DATA FOR ANALYSIS Start Marker

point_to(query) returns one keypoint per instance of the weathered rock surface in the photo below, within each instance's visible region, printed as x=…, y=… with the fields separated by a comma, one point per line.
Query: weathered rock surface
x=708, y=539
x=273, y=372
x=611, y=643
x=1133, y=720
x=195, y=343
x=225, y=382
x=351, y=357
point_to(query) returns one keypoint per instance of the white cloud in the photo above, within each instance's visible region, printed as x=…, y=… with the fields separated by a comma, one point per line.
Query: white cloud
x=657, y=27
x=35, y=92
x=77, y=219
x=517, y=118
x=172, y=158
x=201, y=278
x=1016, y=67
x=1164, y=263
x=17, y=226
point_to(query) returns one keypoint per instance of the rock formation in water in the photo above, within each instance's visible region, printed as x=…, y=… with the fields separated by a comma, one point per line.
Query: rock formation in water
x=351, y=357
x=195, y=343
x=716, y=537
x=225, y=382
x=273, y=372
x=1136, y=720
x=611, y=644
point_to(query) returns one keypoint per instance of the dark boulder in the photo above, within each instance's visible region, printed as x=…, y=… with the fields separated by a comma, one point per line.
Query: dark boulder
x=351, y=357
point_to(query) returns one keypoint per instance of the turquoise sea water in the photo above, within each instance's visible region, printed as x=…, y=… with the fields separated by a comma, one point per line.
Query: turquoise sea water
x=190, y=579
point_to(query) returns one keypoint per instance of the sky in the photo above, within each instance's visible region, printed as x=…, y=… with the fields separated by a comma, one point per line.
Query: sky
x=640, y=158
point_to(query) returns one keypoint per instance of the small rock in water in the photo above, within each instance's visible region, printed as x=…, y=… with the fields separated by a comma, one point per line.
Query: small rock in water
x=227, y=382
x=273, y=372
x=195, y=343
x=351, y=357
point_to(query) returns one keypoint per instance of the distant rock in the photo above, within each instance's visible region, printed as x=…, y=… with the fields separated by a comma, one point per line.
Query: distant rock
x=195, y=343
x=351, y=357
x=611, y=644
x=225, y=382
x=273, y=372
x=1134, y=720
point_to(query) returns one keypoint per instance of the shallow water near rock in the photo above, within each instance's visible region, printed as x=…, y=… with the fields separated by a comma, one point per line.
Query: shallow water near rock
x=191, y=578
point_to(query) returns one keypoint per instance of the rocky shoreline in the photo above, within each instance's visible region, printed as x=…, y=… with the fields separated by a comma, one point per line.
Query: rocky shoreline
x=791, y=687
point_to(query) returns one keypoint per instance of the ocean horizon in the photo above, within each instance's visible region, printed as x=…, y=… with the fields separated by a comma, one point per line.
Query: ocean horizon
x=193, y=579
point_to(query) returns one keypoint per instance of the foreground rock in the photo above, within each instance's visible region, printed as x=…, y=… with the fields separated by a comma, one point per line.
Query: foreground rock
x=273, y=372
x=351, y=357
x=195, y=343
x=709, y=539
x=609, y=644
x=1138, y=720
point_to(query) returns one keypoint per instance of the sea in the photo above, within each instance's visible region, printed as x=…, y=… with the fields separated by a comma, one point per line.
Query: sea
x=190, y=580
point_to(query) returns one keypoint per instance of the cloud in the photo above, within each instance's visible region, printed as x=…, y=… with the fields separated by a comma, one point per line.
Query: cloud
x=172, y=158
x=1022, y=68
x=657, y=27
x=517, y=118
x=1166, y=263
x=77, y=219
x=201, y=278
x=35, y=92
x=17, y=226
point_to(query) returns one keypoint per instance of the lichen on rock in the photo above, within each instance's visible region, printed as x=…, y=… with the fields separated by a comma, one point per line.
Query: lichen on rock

DATA FOR ANALYSIS End Marker

● **WORK INSTRUCTIONS**:
Using the word "lichen" as the filter, copy each matching line from the material.

● **RESPONSE**:
point_to(query) returns one keypoint per instance of the lichen on rock in the photo above, within each instance's visible region, printed as x=…, y=… with the fields separated by a comma, one point per line.
Query: lichen on rock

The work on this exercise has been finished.